What needs to be done ->
Rewrite the part that opens with the line containing "[tag] window: a pin per instance" and runs to the end of the items, renaming "pin" to "marker" wherever it occurs and changing nothing else.

_ _ _ _

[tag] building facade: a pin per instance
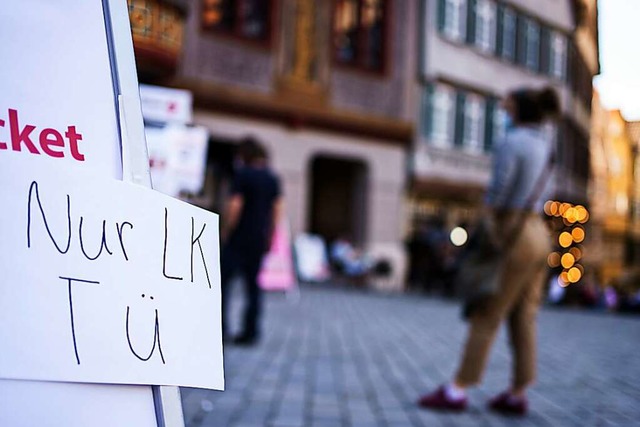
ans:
(472, 53)
(324, 85)
(611, 231)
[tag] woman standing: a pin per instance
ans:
(519, 161)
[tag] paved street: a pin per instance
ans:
(349, 358)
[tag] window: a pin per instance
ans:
(359, 33)
(506, 33)
(247, 19)
(473, 128)
(499, 123)
(532, 56)
(438, 112)
(452, 16)
(558, 63)
(485, 25)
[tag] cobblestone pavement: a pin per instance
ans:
(340, 357)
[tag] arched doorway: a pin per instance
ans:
(338, 198)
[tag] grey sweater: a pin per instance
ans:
(518, 161)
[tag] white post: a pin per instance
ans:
(135, 160)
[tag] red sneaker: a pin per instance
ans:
(439, 400)
(505, 404)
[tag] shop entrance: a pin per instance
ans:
(338, 199)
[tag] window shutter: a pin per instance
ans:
(458, 137)
(521, 40)
(490, 111)
(545, 51)
(500, 30)
(471, 21)
(427, 110)
(442, 6)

_ _ _ _

The result ->
[tag] window: a marker per instance
ans:
(359, 33)
(506, 33)
(247, 19)
(473, 128)
(499, 123)
(532, 56)
(438, 112)
(452, 16)
(558, 63)
(485, 25)
[tag] cobblestone pavement: a marker per instance
ans:
(340, 357)
[tag] arched doorway: a marker per instance
ans:
(338, 198)
[tag] grey sweater: a marker per instance
ans:
(518, 161)
[tag] white post: a marker per instance
ans:
(135, 160)
[tag] red sneaker: a marker per instance
ans:
(439, 400)
(505, 404)
[tag] shop entrance: a marker per instance
ans:
(338, 199)
[tag] window shutter: a marker per instance
ans:
(458, 137)
(521, 40)
(490, 111)
(545, 51)
(500, 30)
(471, 21)
(427, 110)
(442, 6)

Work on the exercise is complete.